# Here she is!



## Alex_225 (Feb 7, 2008)

Well after quite a long wait here is our Dacia Duster! :thumb:



















I'll get some more pictures when I get a chance but this was as she stood when we picked her up.

She's a 1.5dci, 4WD, Laureate spec with the 'Adventurer' (black trim) pack added. I'm still absolutely stunned at the quality of the car and way it looks for the money we paid for it. Lets hope the reliability equals it's simplicity.

Oh and whilst I was at the Renault/Dacia dealers they had a Sandero Stepway on the forecourt. Basically the love child of a Duster and Sandero. :lol:


----------



## Guitarjon (Jul 13, 2012)

You know what I think these cars look fantastic for the money. How would you rate the interior feel and build quality out of 10? 

These new car brands and less established brands I'm weary of but since I first saw these I thought the looked great.


----------



## rojer386 (Mar 15, 2008)

I too would also be interested in your opinion on this car. More pics please.


----------



## phillipnoke (Apr 1, 2011)

Not got a good review t The Dacia Duster's refinement and handling are disappointing, it has a low NCAP safety rating and basic models are desperately short on equipment.

Dacia Duster


----------



## SBM (Jul 4, 2013)

Wow Alex she does look spot on! :argie:

As the others have said, I would be very interested in further updates as to how she feels, drives, what you love, don't like etc and yes some more photo's especially the interior when powered up (I like to see the displays :thumb:

Thanks for sharing - she is certainly a looker  - any early detailing plans?

All the best
Ben


----------



## Alex_225 (Feb 7, 2008)

Cheers guys, first impression is very very good. A decent thud when you close the door, all the switches and buttons feel like any other Renault of the last 5 years or so as most of the parts are borrowed from the Renault range.

Interior is good, I mean it's not VAG quality but it's not like getting in a 60s Land Rover either. I'll get some pictures of the interior over the weekend.

Handling is what I'd expect of a tall car of this nature, soft and comfortable and not amazing round corners but I'm comparing to the others cars I own which are all hot hatches so to me it feels very refined haha.



phillipnoke said:


> Not got a good review t The Dacia Duster's refinement and handling are disappointing, it has a low NCAP safety rating and basic models are desperately short on equipment.


Personally I just wouldn't buy the base model, no radio, wind down windows and a 1.6 petrol and FWD but for it's size it's still a bargain at £9k brand new!

This is the opposite end of the spec list so has stability control (which hindered the Ncap on the base model) and all the equipment you'd want in a day to day car.

The whole Ncap rating has been brought up on here before and it's based on the basic model which only scores 3. Due to the current way the ratings are worked out, it means the entire range gets 3 where as actually the model with the ESC option ticked would get 5 stars as passenger safety is very good.


----------



## Buckweed (Aug 27, 2012)

She looks a bit of a beast! As long as you your happy with your choice that's all that matters.

*Source material:*
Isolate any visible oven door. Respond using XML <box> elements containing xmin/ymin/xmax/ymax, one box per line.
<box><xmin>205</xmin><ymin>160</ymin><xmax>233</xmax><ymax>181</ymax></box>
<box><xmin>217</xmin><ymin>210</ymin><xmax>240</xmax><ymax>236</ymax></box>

*Written request A:*
Reproduce the Dacia Duster thread from "Wow Alex she" to "early detailing plans?".
*Written request B:*
Go on with the Dacia Duster thread from the point where it stops.
You can complete the work without the listing.

*Final result A:*
Wow Alex she does look spot on! :argie:

As the others have said, I would be very interested in further updates as to how she feels, drives, what you love, don't like etc and yes some more photo's especially the interior when powered up (I like to see the displays :thumb:

Thanks for sharing - she is certainly a looker  - any early detailing plans?

*Final result B:*
----------



## Beancounter (Aug 31, 2006)

Very nice looking car, enjoy. 
I'd personally lose the 4WD badge on the right of the rear window though.


----------



## Naddy37 (Oct 27, 2005)

Beancounter said:


> Very nice looking car, enjoy.
> I'd personally lose the 4WD badge on the right of the rear window though.


I'd take the badges off too.

The colour combo suits it well. Quite a chunky girl ain't she.....:thumb:


----------



## suspal (Dec 29, 2011)

congratulations :thumb:


----------



## Kiashuma (May 4, 2011)

Looks great I really like these. If I was looking for a new motor would have one in a minute.

Looks much better with the arch trim than without. Look forward to seeing pics of the inside too.


----------



## Paintmaster1982 (Oct 23, 2007)

Looks good. I like how people these days say its basic for a modern car. Id be happy if my car had a button that tells me my mpg.

Id lose the arch trims. I think they look much better without them but who am I to say 

Good work


----------



## Alex_225 (Feb 7, 2008)

Well we've just done a fairly substantial road trip in the Duster this weekend from Surrey to Castle Coombe and back. I must admit I'm hugely impressed, it was quiet, comfortable and a genuine pleasure to drive.

We had four adults in the car, bags in the boot, aircon on the whole way and it saw 47mpg which I expect would go up significantly once run in. Plus it's normally just me and the Mrs so the car won't normally be that laden.

I gave the interior a once over this afternoon and had a good look at all the finer details. From the drivers perspective, the car to me it just feel like a budget car. The engine pulls well (still running in though), plenty of grip although obviously doesn't corner like my Clio, it's quiet and absorbs the bumps well.

The rear of the car is more where you notice the cost saving. Very basic rear bench although our model has electric rear windows and door speakers. The boot is spacious but the boot floor is simply a rectangular piece of chip board carpeted, not really the end of the world though and with a boot liner it's as good as any other boot.

Provided the reliability is what I hope, I am over the moon with the car. From the drivers seat and looking at it from the outside it's very impressive.

Vents stolen from a Renault wind, MP3/CD head unit, aircon, trip computer, leather steering wheel...





































Windows switches and door handle exactly the same as the Clio/Twingo.



















Interior roof storage.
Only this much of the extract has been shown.